=== Begin Enclosure ===
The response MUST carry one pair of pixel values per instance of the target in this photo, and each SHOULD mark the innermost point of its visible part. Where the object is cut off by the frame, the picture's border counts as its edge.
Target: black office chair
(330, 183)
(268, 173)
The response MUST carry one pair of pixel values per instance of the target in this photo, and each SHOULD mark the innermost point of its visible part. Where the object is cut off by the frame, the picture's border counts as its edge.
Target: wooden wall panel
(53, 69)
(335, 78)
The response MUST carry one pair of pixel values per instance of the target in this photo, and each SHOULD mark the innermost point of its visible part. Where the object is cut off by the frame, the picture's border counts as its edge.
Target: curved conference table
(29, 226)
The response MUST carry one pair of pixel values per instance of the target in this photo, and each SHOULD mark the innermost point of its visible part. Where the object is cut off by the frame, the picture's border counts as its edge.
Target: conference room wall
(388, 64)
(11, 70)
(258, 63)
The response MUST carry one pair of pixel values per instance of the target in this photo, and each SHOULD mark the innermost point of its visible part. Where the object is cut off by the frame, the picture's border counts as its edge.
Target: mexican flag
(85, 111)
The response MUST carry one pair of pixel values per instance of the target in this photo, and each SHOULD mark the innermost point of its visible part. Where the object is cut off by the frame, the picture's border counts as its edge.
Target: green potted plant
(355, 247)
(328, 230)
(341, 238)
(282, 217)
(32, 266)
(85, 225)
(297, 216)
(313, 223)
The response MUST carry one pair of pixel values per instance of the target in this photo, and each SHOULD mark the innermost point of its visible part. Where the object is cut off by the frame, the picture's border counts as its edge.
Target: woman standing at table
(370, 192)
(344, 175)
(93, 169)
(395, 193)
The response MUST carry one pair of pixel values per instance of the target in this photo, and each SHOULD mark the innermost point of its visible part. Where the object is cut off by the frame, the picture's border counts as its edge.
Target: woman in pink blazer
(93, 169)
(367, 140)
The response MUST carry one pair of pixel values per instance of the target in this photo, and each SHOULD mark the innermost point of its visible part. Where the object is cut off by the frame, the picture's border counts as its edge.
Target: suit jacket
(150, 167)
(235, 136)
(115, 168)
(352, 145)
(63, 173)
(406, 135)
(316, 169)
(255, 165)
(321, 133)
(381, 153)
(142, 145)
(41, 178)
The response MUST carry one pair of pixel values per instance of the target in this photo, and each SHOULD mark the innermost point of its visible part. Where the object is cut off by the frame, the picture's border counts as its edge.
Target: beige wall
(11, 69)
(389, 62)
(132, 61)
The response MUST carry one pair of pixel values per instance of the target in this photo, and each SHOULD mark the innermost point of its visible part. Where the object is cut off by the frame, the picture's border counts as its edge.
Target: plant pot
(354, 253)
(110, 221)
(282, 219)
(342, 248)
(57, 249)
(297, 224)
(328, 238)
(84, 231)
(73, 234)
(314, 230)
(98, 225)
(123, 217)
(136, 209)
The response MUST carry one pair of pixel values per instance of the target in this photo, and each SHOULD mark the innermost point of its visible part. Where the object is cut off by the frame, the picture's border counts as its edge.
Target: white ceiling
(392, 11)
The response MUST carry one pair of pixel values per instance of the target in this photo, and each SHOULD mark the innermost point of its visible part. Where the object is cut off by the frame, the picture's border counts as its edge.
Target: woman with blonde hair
=== End Enclosure ===
▶ **WHAT THE TASK ASKS**:
With nothing added or dropped, retype the listing above.

▶ **REPLY TO THE TASK**:
The response MUST carry one pair of pixel values per instance of the target in this photo, and each SHOULD mark the innermost point of its visible part. Where the object is cut off by the frame, the picture's border counts as its edge.
Target: black office chair
(330, 183)
(268, 173)
The response MUST carry one pair of pixel values per instance of the target in this photo, and each SHOULD mark the innermost point of its visible part. Where the object is cut off by the frame, the picture's border counts as its edge.
Target: wooden wall panel
(53, 69)
(335, 78)
The response MUST carry one pair of pixel values per instance of the target in this photo, and each SHOULD mark the innermost point of its visible part. Where the object is cut off by the frame, the picture's border counts as its edge.
Target: curved conference table
(29, 226)
The response MUST carry one pair of pixel values per instance of the target in this photo, and each SHOULD mark the innermost point of its visible part. Where the object is cut off by the frame, the picture's border counts as its edge.
Target: conference room wall
(388, 64)
(11, 70)
(258, 63)
The response MUST carry one pair of pixel values per instance of the target in this photo, and each SHOULD mark the innermost point of its visible part. Where the object is cut off by the frame, the picture's border counts as its edge.
Target: mexican flag
(85, 111)
The response MUST carry one pair of pixel values per instance of the target in this photo, and each SHOULD mark the innermost point of its visible part. Where the object is cut off by the frame, the picture's border counts as its edge.
Target: green potted plant
(355, 247)
(328, 230)
(341, 238)
(282, 217)
(32, 266)
(85, 225)
(297, 216)
(313, 223)
The response MUST carry one pair of pixel values per instance of the target in this photo, and each SHOULD mark the innermost point of its visible part. Where the object is cut off by the frame, the picture's border counts as its edge.
Target: woman standing at table
(370, 192)
(344, 175)
(93, 169)
(395, 193)
The response MUST carry one pair of pixel values per instance of the target in this photo, and each SHOULD mark the innermost point of its visible part. Where the object is cut off by the frame, the picture's border counts as its edge.
Target: woman in pink blazer
(93, 169)
(367, 140)
The response MUST carry one pair of pixel values per instance of the target in this photo, and each SHOULD mark the innermost point of its visible part. Where the object is cut off by the frame, the picture's border counts as its edge.
Target: suit jacket
(150, 167)
(235, 136)
(115, 168)
(352, 145)
(63, 173)
(406, 135)
(316, 169)
(255, 165)
(321, 133)
(381, 153)
(142, 145)
(41, 178)
The response MUST carry one pair of pixel values per instance of the target in this photo, and each SHOULD mark the innermost point of its visible part. Where the object is cut off by the frame, the picture's border counts as its edge.
Target: beige wall
(11, 69)
(389, 62)
(132, 61)
The response MUST carry one pair of pixel values per instance of the target in this photo, and each SHOULD mark the innermost point of its visible part. Where the object is cut off by the frame, the picture's border counts as its edge.
Target: plant pot
(354, 253)
(110, 221)
(282, 219)
(342, 248)
(57, 249)
(297, 224)
(328, 238)
(84, 231)
(73, 234)
(314, 230)
(98, 225)
(123, 217)
(136, 209)
The response MUST carry one pair of pixel values per instance of the target in this photo, and each SHOULD mark the innermost point of its visible part. Where the object is cut off by the frame, the picture's border counts as its edge.
Target: white ceiling
(392, 11)
The response MUST carry one pair of pixel values per instance of the target in this photo, and each SHOULD mark the innermost point of its visible part. Where the object is cut off by the frame, the picture's border counts as its edge.
Target: woman with blonde hair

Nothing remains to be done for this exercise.